## Start

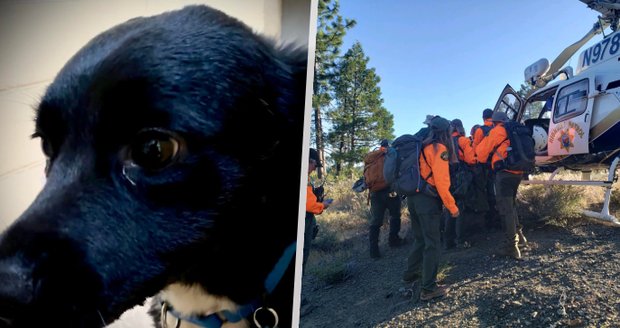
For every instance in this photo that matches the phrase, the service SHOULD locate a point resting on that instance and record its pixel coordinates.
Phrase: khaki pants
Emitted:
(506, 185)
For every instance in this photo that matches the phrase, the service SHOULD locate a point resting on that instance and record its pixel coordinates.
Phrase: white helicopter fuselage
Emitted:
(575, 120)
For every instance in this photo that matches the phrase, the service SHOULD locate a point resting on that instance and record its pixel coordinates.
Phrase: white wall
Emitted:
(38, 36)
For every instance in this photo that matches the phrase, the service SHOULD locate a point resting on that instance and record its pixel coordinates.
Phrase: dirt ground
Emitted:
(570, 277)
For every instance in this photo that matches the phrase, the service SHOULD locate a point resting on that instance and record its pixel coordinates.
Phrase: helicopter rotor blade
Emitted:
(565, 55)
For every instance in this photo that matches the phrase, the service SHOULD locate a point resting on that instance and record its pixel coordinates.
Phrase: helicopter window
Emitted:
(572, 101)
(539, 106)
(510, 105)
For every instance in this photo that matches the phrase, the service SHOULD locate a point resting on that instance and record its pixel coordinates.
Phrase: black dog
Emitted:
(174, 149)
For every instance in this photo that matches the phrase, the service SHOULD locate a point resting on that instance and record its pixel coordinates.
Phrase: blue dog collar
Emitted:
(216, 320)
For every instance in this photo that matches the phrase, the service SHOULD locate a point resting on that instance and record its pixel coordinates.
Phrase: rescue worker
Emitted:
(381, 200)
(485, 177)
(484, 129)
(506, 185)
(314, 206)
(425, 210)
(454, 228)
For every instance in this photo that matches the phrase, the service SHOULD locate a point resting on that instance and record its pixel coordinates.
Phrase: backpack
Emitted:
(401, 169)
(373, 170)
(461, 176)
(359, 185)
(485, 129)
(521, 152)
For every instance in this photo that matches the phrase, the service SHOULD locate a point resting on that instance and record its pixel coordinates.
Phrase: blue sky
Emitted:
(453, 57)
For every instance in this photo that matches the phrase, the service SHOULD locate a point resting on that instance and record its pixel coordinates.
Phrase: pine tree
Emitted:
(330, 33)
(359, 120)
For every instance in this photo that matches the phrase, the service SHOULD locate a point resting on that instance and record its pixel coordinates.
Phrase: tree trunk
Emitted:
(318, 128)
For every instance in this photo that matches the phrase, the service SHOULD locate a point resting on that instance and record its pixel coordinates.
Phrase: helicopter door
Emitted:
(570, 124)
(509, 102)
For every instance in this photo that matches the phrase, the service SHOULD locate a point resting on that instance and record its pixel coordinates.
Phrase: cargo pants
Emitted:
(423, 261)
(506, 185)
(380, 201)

## End
## Start

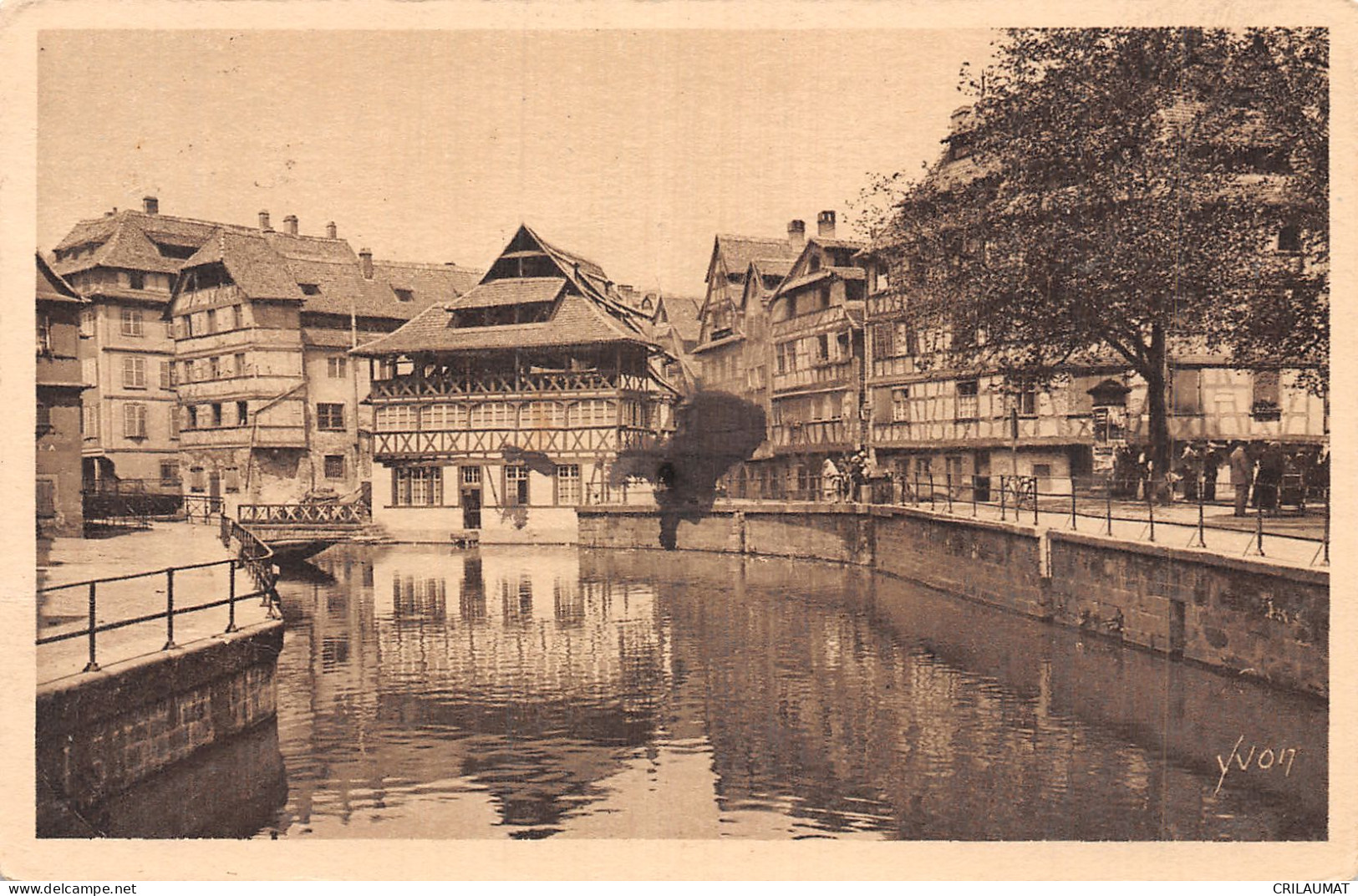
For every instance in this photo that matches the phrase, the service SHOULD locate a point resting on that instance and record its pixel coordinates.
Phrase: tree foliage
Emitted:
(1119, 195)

## End

## What needs to be done
Identify each line in the entries above that contains the string "blue", and copy those lines. Matching is case-sensitive.

## Finished task
Phrase: blue dog collar
Phrase: blue sky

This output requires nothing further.